# EXERCISE REQUIREMENTS
The task requires restating, word for word, the lines of the entries below from the one containing "The locator SHOULD return, for each instance of the long" through the final one, both included.

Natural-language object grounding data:
------------------------
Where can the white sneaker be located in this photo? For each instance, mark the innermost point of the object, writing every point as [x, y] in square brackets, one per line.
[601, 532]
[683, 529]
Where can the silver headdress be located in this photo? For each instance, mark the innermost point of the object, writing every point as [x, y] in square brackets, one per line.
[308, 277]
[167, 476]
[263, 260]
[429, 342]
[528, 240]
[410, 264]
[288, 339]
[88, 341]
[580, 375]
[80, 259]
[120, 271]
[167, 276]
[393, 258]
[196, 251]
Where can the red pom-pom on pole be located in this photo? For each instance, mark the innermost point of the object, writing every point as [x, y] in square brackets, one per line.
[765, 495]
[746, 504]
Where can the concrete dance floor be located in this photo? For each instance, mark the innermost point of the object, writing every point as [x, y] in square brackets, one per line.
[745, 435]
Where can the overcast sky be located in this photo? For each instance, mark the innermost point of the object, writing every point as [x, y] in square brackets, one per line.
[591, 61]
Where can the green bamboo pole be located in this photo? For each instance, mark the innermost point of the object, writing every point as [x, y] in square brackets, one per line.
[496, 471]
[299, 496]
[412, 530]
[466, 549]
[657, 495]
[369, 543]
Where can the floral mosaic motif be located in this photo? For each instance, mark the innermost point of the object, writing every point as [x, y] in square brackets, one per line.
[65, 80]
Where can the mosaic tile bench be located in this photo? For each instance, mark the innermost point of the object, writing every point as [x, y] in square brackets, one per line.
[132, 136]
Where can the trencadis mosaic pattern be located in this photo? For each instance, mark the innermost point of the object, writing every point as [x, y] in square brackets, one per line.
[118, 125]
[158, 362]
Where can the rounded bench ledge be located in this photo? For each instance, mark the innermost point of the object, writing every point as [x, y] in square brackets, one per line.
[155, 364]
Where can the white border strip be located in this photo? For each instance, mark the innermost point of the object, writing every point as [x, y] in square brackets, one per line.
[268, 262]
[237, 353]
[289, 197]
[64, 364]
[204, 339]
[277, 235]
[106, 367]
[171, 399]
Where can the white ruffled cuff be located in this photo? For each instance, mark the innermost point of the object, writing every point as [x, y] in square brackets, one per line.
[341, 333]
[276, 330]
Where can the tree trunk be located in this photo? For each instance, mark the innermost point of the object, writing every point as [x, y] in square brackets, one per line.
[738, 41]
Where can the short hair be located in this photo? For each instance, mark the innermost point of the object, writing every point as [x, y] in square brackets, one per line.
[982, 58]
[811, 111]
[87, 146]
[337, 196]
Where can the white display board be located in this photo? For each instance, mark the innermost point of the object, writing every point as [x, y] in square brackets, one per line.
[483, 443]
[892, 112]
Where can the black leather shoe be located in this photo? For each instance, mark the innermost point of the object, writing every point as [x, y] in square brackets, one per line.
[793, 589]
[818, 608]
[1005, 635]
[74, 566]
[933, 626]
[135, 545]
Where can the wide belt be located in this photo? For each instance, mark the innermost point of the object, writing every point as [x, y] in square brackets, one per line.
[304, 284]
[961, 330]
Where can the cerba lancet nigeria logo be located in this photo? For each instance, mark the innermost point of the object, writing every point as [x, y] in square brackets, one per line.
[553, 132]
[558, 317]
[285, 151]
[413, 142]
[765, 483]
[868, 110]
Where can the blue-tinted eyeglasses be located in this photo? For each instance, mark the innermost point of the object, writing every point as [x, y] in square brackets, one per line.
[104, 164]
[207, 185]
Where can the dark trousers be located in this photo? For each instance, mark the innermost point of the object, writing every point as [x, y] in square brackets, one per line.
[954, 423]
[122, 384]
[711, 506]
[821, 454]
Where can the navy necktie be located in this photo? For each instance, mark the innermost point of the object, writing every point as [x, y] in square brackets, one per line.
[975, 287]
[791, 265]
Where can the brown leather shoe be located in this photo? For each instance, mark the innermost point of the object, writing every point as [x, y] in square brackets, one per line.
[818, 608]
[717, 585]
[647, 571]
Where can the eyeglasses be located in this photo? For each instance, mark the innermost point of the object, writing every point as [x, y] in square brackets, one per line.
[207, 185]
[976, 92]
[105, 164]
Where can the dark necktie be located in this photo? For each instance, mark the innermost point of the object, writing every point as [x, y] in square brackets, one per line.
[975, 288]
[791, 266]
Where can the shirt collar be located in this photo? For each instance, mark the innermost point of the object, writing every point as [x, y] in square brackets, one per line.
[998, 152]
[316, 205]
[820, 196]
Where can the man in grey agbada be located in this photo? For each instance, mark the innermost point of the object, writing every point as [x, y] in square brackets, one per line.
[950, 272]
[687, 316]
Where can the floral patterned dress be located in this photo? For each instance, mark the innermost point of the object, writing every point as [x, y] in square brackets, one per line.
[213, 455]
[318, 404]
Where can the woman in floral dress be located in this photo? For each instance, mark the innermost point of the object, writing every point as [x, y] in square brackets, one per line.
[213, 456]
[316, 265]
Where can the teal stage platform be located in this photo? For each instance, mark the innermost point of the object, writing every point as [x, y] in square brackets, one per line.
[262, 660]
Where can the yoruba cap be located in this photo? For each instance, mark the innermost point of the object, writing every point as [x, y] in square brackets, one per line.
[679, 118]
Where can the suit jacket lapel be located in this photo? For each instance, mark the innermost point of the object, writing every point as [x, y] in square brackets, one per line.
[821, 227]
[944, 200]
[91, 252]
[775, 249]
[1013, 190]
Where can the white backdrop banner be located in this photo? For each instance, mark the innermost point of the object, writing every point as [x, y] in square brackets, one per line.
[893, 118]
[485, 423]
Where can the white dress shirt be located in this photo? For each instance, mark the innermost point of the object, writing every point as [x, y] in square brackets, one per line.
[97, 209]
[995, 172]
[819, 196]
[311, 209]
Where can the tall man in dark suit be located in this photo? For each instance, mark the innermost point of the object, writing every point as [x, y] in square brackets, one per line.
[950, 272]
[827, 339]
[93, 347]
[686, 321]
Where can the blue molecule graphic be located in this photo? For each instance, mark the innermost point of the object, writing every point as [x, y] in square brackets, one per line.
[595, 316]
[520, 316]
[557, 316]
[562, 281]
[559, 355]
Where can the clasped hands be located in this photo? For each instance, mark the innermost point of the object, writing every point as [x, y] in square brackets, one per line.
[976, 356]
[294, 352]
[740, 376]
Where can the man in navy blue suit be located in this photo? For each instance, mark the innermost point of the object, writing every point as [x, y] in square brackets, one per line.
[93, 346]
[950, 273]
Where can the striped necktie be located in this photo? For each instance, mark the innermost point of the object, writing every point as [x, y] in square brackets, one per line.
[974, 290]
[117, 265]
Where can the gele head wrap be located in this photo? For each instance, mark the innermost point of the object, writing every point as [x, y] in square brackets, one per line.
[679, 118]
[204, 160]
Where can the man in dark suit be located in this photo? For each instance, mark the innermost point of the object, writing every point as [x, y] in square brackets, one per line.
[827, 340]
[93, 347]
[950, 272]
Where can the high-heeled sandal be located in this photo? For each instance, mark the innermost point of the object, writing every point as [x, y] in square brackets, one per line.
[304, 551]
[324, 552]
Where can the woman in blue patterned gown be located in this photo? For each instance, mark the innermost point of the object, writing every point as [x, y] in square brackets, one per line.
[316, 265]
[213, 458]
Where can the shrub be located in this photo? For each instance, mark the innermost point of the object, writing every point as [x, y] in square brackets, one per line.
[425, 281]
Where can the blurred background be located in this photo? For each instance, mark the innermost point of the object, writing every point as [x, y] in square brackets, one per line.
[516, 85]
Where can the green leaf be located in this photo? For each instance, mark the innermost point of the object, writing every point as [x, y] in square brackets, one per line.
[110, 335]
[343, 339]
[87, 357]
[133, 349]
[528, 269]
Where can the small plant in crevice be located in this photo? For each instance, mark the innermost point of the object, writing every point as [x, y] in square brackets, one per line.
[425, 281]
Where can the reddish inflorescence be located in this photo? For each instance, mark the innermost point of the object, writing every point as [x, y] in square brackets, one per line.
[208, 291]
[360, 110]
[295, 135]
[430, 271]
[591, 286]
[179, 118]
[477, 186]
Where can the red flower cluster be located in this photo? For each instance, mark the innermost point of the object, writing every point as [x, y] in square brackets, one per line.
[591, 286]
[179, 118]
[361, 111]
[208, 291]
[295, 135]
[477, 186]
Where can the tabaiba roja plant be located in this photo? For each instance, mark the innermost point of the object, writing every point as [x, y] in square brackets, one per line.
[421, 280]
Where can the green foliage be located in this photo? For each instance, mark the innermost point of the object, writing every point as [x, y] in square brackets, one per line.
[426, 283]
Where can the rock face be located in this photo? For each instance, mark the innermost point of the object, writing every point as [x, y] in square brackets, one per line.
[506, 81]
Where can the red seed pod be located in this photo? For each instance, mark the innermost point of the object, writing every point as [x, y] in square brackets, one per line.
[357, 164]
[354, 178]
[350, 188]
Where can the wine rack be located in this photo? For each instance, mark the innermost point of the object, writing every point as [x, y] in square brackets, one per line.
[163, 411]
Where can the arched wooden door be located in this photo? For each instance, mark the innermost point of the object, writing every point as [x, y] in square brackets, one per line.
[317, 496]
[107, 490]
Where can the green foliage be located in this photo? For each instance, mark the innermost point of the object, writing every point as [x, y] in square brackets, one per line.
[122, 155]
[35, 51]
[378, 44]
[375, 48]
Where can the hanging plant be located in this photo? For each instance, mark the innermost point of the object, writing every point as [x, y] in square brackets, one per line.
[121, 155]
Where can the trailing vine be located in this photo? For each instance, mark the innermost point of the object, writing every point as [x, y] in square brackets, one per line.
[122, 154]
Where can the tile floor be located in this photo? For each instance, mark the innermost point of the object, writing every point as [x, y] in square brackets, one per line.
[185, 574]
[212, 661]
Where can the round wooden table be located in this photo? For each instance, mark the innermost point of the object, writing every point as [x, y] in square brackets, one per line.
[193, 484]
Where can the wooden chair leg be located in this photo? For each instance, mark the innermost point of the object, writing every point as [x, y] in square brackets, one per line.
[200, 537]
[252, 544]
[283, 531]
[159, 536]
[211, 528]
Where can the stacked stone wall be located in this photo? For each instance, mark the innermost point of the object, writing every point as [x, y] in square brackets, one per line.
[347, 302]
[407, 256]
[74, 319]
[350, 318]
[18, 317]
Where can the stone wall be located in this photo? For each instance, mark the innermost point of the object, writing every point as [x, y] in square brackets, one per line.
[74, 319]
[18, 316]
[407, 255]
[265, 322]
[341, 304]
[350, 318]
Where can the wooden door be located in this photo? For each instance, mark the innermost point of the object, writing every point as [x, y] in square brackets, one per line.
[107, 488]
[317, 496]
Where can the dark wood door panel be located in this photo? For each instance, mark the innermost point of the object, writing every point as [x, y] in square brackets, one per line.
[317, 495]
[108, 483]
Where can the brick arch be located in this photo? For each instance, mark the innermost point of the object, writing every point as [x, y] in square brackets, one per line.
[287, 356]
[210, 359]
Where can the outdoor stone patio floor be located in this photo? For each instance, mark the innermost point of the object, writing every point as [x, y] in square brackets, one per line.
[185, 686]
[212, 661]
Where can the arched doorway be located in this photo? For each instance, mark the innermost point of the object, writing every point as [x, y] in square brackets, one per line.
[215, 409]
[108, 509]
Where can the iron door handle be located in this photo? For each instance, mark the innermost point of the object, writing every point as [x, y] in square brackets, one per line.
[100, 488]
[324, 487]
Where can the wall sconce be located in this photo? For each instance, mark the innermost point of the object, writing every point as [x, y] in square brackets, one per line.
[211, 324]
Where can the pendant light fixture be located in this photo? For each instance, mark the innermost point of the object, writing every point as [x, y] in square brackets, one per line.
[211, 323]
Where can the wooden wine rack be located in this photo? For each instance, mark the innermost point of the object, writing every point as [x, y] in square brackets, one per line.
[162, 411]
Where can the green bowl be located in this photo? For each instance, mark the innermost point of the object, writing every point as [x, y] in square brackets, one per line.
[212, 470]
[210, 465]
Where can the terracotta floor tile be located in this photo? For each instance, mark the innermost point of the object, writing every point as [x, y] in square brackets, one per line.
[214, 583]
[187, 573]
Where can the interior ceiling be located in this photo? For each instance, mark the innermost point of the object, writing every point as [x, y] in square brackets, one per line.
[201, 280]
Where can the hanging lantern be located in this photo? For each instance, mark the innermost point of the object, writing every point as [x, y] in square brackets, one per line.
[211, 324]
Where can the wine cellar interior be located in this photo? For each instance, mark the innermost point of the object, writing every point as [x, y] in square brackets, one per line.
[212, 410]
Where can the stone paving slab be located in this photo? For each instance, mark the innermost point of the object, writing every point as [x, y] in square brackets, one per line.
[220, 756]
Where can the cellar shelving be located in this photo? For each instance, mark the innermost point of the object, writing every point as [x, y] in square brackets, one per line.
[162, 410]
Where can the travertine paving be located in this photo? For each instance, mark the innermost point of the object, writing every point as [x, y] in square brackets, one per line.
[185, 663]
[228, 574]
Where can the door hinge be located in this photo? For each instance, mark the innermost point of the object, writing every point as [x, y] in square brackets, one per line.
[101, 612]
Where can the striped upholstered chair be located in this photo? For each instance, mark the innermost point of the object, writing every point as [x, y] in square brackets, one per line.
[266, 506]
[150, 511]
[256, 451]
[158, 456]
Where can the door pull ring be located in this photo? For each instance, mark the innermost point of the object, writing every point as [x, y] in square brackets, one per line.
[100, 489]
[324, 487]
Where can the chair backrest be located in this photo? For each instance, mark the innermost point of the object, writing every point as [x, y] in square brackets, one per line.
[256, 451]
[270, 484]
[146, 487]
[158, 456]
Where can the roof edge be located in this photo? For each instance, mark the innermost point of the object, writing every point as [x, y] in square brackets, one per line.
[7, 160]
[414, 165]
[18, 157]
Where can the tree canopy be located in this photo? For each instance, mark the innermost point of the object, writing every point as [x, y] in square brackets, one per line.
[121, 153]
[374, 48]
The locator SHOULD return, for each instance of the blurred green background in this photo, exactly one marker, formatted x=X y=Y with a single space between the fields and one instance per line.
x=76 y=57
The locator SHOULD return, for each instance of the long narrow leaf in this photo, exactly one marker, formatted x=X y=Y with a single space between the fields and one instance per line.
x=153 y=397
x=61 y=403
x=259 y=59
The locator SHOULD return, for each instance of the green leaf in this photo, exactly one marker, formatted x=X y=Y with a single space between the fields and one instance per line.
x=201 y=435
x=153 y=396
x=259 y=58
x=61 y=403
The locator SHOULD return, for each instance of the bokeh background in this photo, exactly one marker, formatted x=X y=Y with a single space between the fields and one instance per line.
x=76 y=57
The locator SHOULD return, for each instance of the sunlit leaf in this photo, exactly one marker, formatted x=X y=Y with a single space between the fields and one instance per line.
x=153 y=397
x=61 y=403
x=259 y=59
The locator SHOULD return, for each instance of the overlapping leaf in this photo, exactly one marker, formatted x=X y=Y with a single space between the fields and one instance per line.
------------------------
# EXPECTED ANSWER
The locator SHOULD return, for each instance of the long narrow leaf in this photo, exactly one marker, formatted x=X y=Y with a single space between the fields and one instance per line.
x=153 y=397
x=61 y=403
x=259 y=59
The locator SHOULD return, for each instance of the green leaf in this photo, exactly one marker, formatted x=X y=Y with a single space between the fields and one instance per line.
x=201 y=435
x=153 y=396
x=259 y=58
x=61 y=403
The locator SHOULD return, for each instance of the bokeh background in this photo, exactly one marker, formatted x=X y=Y with a single space between the fields and one instance per line.
x=76 y=57
The locator SHOULD return, for each instance of the sunlit leaf in this photo, exactly one marker, formatted x=X y=Y with a single space between the fields and one instance per line.
x=153 y=397
x=61 y=403
x=259 y=59
The locator SHOULD return, for each instance of the overlapping leaf in this photo, exactly one marker, formatted x=X y=Y with a single space between the fields and one instance per line.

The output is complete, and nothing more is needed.